== EXERCISE INPUTS ==
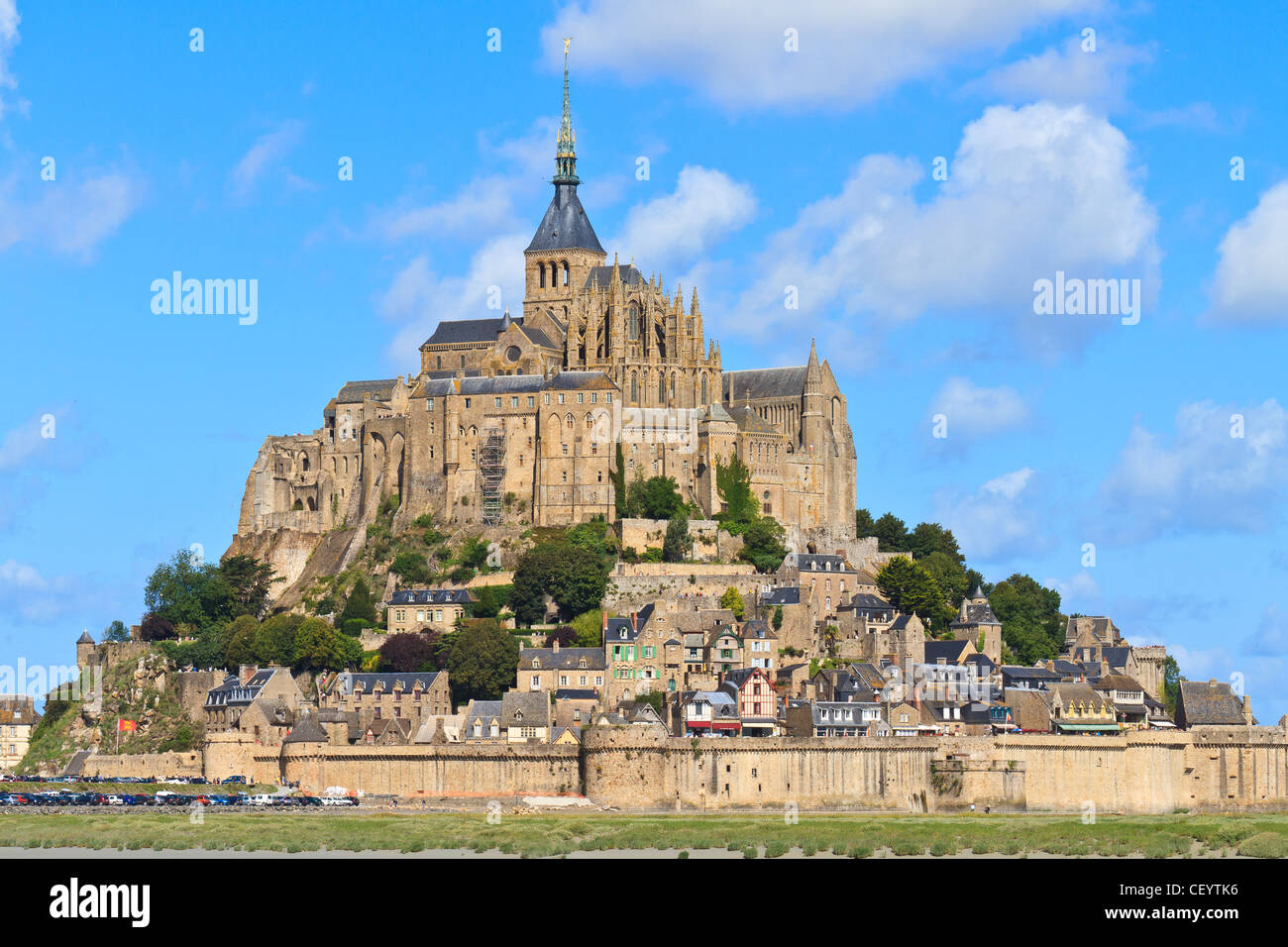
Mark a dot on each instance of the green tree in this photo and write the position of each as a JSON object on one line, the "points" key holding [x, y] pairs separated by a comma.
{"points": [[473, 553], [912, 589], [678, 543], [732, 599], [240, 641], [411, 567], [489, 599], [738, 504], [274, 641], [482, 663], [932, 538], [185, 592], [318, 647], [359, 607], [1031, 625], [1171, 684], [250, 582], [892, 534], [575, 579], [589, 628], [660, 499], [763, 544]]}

...

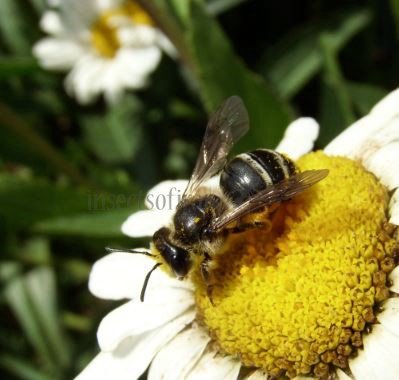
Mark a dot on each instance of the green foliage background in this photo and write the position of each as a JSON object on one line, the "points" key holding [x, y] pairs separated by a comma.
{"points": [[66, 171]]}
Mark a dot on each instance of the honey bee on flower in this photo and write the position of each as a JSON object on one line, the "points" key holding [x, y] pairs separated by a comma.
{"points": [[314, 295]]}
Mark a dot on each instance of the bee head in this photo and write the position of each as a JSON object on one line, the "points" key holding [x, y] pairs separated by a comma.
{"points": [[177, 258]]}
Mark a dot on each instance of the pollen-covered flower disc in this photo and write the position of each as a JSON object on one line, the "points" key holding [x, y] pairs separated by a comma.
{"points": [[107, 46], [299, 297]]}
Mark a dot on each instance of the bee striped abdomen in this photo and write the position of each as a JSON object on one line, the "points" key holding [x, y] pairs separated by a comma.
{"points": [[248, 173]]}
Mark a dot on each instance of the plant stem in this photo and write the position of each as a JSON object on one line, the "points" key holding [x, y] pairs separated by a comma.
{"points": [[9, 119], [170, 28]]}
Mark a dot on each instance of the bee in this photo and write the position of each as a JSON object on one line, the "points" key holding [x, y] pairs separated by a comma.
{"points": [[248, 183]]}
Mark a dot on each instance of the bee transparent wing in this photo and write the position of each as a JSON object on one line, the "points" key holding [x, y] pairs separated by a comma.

== EXERCISE AIM ==
Your answer must be the lines above from the one containing "Mark a dot on each instance of the bee in" to the one containing "Mark a dot on each instance of the bee transparent", both included, restated word for word.

== WRITTEN ANSWER ==
Mark a dot on each instance of the bee in this photo and write the position of each as a JSON object on one line, the "points" key holding [x, y] pairs separated by a comma.
{"points": [[248, 183]]}
Mark a dot on each instance of the bee transparent wing in this photo and write the position of each as a JSON object on one line, the "points" key holding [x, y] pairs separated by a comma.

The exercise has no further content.